◆ Aim of the task ◆
Quote all of the data below exactly, please.

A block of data
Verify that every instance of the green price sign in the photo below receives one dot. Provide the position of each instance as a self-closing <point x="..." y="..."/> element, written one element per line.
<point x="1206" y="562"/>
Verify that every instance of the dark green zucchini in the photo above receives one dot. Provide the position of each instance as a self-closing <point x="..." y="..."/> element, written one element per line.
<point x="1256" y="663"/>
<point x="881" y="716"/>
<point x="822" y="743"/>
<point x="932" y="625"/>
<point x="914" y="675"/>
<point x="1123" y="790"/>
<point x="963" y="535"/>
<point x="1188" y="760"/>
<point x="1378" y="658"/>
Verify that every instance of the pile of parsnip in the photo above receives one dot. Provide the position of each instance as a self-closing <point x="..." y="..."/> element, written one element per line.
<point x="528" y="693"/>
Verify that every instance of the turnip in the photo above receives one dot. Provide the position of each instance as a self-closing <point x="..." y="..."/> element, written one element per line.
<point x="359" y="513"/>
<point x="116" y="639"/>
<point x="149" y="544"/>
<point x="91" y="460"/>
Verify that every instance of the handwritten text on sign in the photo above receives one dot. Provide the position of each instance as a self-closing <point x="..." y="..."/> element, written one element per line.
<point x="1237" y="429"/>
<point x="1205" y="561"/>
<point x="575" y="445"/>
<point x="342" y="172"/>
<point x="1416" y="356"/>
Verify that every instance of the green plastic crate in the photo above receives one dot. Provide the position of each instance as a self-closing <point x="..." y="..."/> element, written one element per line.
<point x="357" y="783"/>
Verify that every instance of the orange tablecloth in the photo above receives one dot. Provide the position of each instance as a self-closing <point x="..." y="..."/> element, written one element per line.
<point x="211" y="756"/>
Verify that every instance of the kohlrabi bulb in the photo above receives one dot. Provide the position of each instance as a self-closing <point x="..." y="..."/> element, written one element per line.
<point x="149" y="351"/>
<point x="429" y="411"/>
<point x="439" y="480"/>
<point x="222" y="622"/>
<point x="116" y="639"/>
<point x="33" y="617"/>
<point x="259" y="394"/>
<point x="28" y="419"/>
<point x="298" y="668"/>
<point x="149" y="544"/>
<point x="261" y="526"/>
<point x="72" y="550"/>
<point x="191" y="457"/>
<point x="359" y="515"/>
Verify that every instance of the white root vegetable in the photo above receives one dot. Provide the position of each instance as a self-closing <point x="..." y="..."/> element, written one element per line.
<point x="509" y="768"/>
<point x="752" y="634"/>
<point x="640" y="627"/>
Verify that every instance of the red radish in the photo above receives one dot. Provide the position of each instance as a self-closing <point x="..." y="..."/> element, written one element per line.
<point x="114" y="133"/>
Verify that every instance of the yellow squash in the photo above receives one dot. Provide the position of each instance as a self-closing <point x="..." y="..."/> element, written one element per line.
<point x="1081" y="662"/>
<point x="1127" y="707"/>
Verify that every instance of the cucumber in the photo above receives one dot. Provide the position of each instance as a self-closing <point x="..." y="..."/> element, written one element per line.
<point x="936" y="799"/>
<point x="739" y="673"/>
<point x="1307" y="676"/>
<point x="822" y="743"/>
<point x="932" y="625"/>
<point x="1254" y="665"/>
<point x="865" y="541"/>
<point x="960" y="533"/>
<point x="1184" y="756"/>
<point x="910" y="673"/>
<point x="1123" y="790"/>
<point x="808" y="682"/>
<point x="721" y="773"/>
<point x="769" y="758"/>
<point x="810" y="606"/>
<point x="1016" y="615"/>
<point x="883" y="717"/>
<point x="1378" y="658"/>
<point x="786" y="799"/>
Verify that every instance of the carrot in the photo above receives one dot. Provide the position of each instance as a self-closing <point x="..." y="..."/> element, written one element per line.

◆ Full answer ◆
Verify that every instance of the green price sign in the photo below receives one dot. Provide the position of each instance as a self-closing <point x="..." y="..."/> element, written one element per line.
<point x="1206" y="562"/>
Verify that every instance of the dark green zucchini in the photo above receives one dot. Provide the position of each instance as a self-closing <point x="..." y="..."/> element, written one element per line.
<point x="1256" y="663"/>
<point x="881" y="716"/>
<point x="822" y="743"/>
<point x="932" y="625"/>
<point x="914" y="675"/>
<point x="1123" y="790"/>
<point x="963" y="535"/>
<point x="1188" y="760"/>
<point x="1378" y="658"/>
Verify that every instance of the pile of parsnip in the photo above receives one dot. Provide the position of each instance as a self-closing <point x="..." y="..."/> element, written one element per line.
<point x="528" y="693"/>
Verify that every instance of the turnip in the photo above receives one dot. Provide the position of each instance as a self-closing <point x="..." y="..."/> element, written one element per line.
<point x="359" y="513"/>
<point x="116" y="639"/>
<point x="149" y="544"/>
<point x="91" y="460"/>
Verify that every instance of the handwritten text on sign in the photo above receives one dot. Provide the position of each instance as a self-closing <point x="..." y="..."/> element, written one element per line.
<point x="1237" y="429"/>
<point x="1205" y="561"/>
<point x="575" y="445"/>
<point x="342" y="172"/>
<point x="1416" y="356"/>
Verify that every instance of the green plastic crate in the photo above receives one dot. Provide the position of each instance as a self-closing <point x="..." y="..."/> element, written one element per line.
<point x="357" y="783"/>
Verify that every instance of the orange tablecloth in the photo above receives one dot. Provide the position of each instance as a self-closing <point x="..." y="..."/> element, written one element per line.
<point x="211" y="756"/>
Verify that every instance of the kohlrabi bulb in the photo above receives one dot. Provide the position of each instance as a self-closing <point x="..." y="..."/> element, written one element per line.
<point x="149" y="351"/>
<point x="429" y="411"/>
<point x="439" y="480"/>
<point x="222" y="622"/>
<point x="116" y="639"/>
<point x="33" y="617"/>
<point x="259" y="394"/>
<point x="28" y="419"/>
<point x="298" y="668"/>
<point x="149" y="544"/>
<point x="261" y="526"/>
<point x="72" y="550"/>
<point x="191" y="457"/>
<point x="359" y="515"/>
Verify that every instance of the white root vegetable in the photo above receives one dot. Provide the position of each instance as a self-closing <point x="..." y="..."/> element, written one element per line.
<point x="509" y="768"/>
<point x="752" y="634"/>
<point x="640" y="627"/>
Verify that every instance of the red radish in the photo above receives one dot. Provide the position of each instance as a self-closing <point x="..." y="..."/> element, written one element per line.
<point x="114" y="133"/>
Verify that every instance of the yellow squash in the photo above receives one dot. Provide the position of each instance as a self-closing <point x="..." y="..."/> element, written one element per line.
<point x="1081" y="662"/>
<point x="1127" y="707"/>
Verify that every instance of the cucumber in the photo above receives one dot. Provide the position of each instance as a self-closing <point x="..." y="..."/> element, written one element per line.
<point x="936" y="799"/>
<point x="739" y="673"/>
<point x="1307" y="676"/>
<point x="822" y="743"/>
<point x="932" y="625"/>
<point x="1254" y="665"/>
<point x="865" y="541"/>
<point x="960" y="533"/>
<point x="1184" y="756"/>
<point x="910" y="673"/>
<point x="1123" y="790"/>
<point x="808" y="682"/>
<point x="721" y="773"/>
<point x="769" y="758"/>
<point x="810" y="606"/>
<point x="1016" y="615"/>
<point x="883" y="717"/>
<point x="1378" y="658"/>
<point x="786" y="799"/>
Verify that every instance of the carrot in the photo above receives one dot. Provide the position of each instance as a self-closing <point x="..." y="..."/> element, written one element per line.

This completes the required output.